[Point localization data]
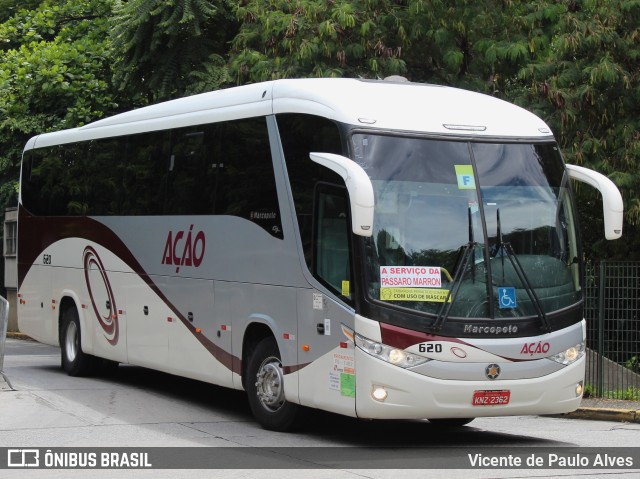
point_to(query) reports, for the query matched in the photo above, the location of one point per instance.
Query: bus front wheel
(74, 361)
(265, 388)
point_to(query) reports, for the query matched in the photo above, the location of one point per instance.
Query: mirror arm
(612, 205)
(359, 186)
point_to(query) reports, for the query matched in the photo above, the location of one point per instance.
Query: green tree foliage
(168, 48)
(286, 39)
(54, 73)
(8, 8)
(573, 63)
(586, 85)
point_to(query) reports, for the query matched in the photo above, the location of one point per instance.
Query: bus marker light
(379, 393)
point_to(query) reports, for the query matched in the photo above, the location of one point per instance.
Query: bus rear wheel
(74, 361)
(265, 388)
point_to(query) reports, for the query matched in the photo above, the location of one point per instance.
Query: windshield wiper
(468, 252)
(522, 276)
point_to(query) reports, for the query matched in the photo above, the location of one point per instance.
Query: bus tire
(451, 421)
(265, 388)
(74, 361)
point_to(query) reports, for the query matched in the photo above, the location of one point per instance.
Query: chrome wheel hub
(269, 384)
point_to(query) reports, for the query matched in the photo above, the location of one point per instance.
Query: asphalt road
(140, 408)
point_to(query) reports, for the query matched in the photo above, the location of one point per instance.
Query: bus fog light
(379, 393)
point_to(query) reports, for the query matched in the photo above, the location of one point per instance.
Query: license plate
(491, 398)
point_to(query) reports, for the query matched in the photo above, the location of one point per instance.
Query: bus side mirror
(359, 187)
(612, 206)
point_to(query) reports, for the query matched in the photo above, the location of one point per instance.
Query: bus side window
(331, 238)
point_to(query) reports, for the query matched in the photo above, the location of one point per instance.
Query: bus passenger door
(328, 378)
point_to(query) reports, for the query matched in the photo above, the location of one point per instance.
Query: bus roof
(379, 104)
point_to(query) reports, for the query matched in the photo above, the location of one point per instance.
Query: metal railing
(612, 308)
(4, 320)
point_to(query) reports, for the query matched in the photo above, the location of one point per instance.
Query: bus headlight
(570, 355)
(397, 357)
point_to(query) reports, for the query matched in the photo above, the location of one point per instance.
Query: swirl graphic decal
(108, 321)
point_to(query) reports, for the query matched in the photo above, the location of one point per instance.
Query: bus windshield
(469, 229)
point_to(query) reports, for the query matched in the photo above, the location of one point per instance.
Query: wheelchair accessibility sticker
(507, 298)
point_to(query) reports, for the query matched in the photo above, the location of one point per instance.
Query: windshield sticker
(464, 173)
(414, 294)
(411, 276)
(507, 298)
(346, 288)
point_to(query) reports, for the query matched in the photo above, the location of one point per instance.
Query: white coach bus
(377, 249)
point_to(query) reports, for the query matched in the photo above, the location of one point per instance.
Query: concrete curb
(18, 335)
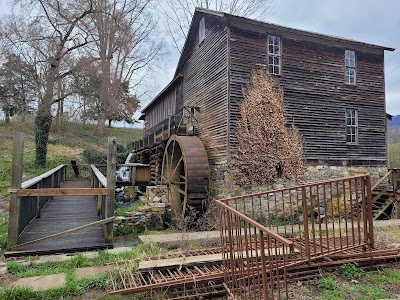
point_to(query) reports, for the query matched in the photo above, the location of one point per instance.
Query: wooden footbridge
(69, 208)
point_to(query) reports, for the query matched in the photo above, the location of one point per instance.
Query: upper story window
(274, 54)
(351, 126)
(202, 30)
(350, 58)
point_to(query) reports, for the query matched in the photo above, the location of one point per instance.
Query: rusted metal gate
(265, 235)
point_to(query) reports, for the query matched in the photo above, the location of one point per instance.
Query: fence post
(264, 266)
(110, 203)
(369, 211)
(16, 180)
(305, 221)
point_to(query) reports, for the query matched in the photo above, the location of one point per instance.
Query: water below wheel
(186, 173)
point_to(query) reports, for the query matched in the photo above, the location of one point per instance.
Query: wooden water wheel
(186, 173)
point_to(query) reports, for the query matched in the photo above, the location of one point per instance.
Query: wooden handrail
(33, 181)
(99, 175)
(381, 180)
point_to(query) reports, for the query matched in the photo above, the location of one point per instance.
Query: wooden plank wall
(316, 95)
(205, 85)
(160, 111)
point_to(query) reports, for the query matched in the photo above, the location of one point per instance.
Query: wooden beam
(16, 179)
(39, 178)
(102, 179)
(111, 178)
(62, 192)
(104, 221)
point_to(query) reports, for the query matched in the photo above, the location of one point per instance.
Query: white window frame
(274, 55)
(202, 30)
(350, 66)
(351, 126)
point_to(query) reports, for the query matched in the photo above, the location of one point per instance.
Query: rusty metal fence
(266, 234)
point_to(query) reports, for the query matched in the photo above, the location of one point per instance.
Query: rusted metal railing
(263, 235)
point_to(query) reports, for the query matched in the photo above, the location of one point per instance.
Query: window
(202, 30)
(274, 55)
(350, 58)
(351, 126)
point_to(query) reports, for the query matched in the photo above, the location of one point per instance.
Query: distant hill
(394, 128)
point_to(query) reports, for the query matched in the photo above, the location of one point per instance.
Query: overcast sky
(370, 21)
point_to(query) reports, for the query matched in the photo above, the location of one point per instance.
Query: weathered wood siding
(160, 111)
(205, 84)
(316, 95)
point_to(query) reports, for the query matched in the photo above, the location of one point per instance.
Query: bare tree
(125, 50)
(178, 13)
(49, 30)
(17, 87)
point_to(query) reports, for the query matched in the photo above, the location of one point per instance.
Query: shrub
(93, 156)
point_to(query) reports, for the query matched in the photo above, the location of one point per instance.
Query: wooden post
(16, 180)
(111, 173)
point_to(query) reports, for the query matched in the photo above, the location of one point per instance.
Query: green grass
(355, 284)
(73, 287)
(394, 154)
(80, 261)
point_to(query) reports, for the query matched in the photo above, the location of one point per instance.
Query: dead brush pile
(266, 148)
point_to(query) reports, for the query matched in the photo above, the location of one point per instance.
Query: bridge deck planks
(62, 213)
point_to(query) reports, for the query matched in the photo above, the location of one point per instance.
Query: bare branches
(178, 13)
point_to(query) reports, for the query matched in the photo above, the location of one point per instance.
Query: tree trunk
(44, 118)
(42, 131)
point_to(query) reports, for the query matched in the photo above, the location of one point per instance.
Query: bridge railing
(28, 198)
(98, 180)
(30, 205)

EXERCISE OBJECTIVE:
Would you write out all of the records exactly, omitting the pictures?

EXERCISE ANSWER:
point_to(query) reports, for the query matched in the photo above, the location of one point per instance.
Query: bus front wheel
(74, 361)
(265, 388)
point_to(query) reports, for the query matched in the photo above, the location of one point per instance.
Query: mirror arm
(612, 205)
(359, 186)
point_to(query) reports, for the query matched in the photo above, the location of one point per instance.
Query: green tree foliage
(168, 48)
(286, 39)
(54, 73)
(8, 8)
(573, 63)
(586, 85)
point_to(query) reports, for the query matched in the photo above, the location of one point per instance.
Query: bus marker light
(379, 393)
point_to(query) reports, for the query matched in the photo above, the location of one point per instance.
Query: bus rear wheel
(74, 361)
(265, 388)
point_to(query) reports, for the query matched in the photo above, the location of one point per instance.
Query: windshield wiper
(468, 252)
(522, 276)
point_to(query) reports, for the query matched in the photo above, the location of one point per instance.
Query: bus tire
(451, 421)
(265, 388)
(74, 361)
point_to(query) reports, for the query matched in the photo above, the location of one point per instance.
Query: chrome wheel hub
(269, 384)
point_to(query) reports, for the query matched in the photo above, the location of one point per instance.
Query: asphalt road
(140, 408)
point_to(query) reports, for the query matched in the photo above, the location of one point per instance.
Query: bus fog light
(379, 393)
point_to(query) reports, for the query matched in the photo above, the location of one point per instance.
Query: license plate
(491, 398)
point_to(query) reports, for the query matched in the photo above, the location of one point per instance.
Query: bus side mirror
(359, 187)
(612, 206)
point_to(query) reports, for the query matched in the photo above, the location of one point per instance.
Query: bus side window
(331, 238)
point_to(query) reports, for the query matched in the photo above, the location of one point per instance.
Query: bus passenger door
(328, 378)
point_to(query) reports, for the query matched in the photo above, the location of one point per instance.
Query: bus roof
(379, 104)
point_to(query) reports, for the query matched in the photo above, the location of one point per instance.
Query: metal railing
(612, 308)
(4, 320)
point_to(query) reports, for the query matched in the photo above, the location of one point per instance.
Query: bus headlight
(570, 355)
(397, 357)
point_to(query) reports, for the query matched in the photo above, the location of one point per instance.
Query: swirl graphic decal
(108, 321)
point_to(query) reports, for the query matched in the photo above, the location of one point per instance.
Query: bus windshield
(469, 229)
point_to(query) reports, for the query matched in the photo above, the location of one point per instance.
Query: wheelchair accessibility sticker
(507, 298)
point_to(query) reports, for the query matched in the photo above, the location of one point per instance.
Query: windshield sticker
(464, 173)
(414, 294)
(411, 276)
(507, 298)
(346, 288)
point_to(query) reports, for the query matched in the photo above, the location of one point per instance.
Query: white coach bus
(377, 249)
point_to(query) reports, for the query matched in the photo above, the location of one point per instance.
Query: concrete curb
(18, 335)
point_to(query) reports, for the query matched in the photo above, the location of one point per instance.
Query: wooden footbridge
(69, 208)
point_to(query) reports, for the query matched in the photo above, the location of one point per instance.
Query: upper story window
(274, 54)
(351, 126)
(202, 30)
(350, 58)
point_to(query) reports, for the query matched in the photo above, the location of one point per instance.
Query: rusted metal gate
(265, 235)
point_to(query) reports, for the query matched in the photo above, the location of one point per instance.
Query: fence post
(264, 266)
(110, 203)
(369, 211)
(16, 180)
(305, 221)
point_to(query) reports, for the query matched in the photo above, the location of one point per instance.
Query: water below wheel
(186, 173)
point_to(query) reports, for the query matched in the photo above, the location of one point per instance.
Query: wooden water wheel
(186, 173)
point_to(query) reports, for the query matched in the photo above, the location of one point per instance.
Query: wooden handrail
(33, 181)
(99, 175)
(381, 180)
point_to(query) reports, for the query matched in the photo above, the location of one point per instance.
Query: wooden plank wall
(316, 95)
(205, 85)
(160, 111)
point_to(query) reports, for the query matched in the photo above, the location of one point per instance.
Query: wooden beam
(16, 179)
(39, 178)
(102, 179)
(111, 178)
(62, 192)
(104, 221)
point_to(query) reports, for the query matched in the photo above, the location of one point per instance.
Query: white window frame
(274, 55)
(202, 30)
(350, 66)
(351, 126)
point_to(query) reports, for the query matched in the photo above, the location of one point per instance.
Query: rusty metal fence
(266, 234)
point_to(query) reports, for the query matched in the photo above, the location of one point per instance.
Query: rusted metal railing
(263, 235)
point_to(query) reports, for the query matched in the photo above, the location of one point per instance.
Query: window
(202, 30)
(274, 55)
(350, 58)
(351, 126)
point_to(query) reports, for the query matched in the photo above, the location of one point per instance.
Query: distant hill
(394, 128)
point_to(query) reports, for the query matched in the photo above, the location of one point per instance.
Query: overcast sky
(370, 21)
point_to(query) reports, for the query matched in the photo above, the location of one point per instance.
Query: weathered wood siding
(160, 111)
(205, 84)
(316, 95)
point_to(query) reports, for the query matched in the photo above, the location of one point per instance.
Query: bare tree
(125, 50)
(178, 13)
(49, 30)
(17, 87)
point_to(query) reports, for the query matched in the photo above, the location of one point per instance.
Query: shrub
(93, 156)
point_to(query) reports, for the query matched in the photo above, the location of one point per instance.
Query: wooden post
(16, 180)
(111, 173)
point_to(query) reports, for the query matched in the photo above, the location of one point per instance.
Query: green grass
(355, 284)
(73, 287)
(394, 154)
(80, 261)
point_to(query) reports, for the query matched in the photo above, the location of one point per instance.
Query: dead brush pile
(266, 148)
point_to(query) reports, for the query matched in the photo above, the location of one point per instance.
Query: bridge deck planks
(62, 213)
point_to(query) reports, for the query matched in the photo above, the location of one point per instance.
Query: bare branches
(178, 13)
point_to(query) reports, for the query matched in the photo above, the location of one point per instance.
Query: tree trunk
(44, 118)
(42, 131)
point_to(query) reports, for the query matched in the photo above, the location of one point per instance.
Query: bridge railing
(28, 198)
(98, 180)
(30, 205)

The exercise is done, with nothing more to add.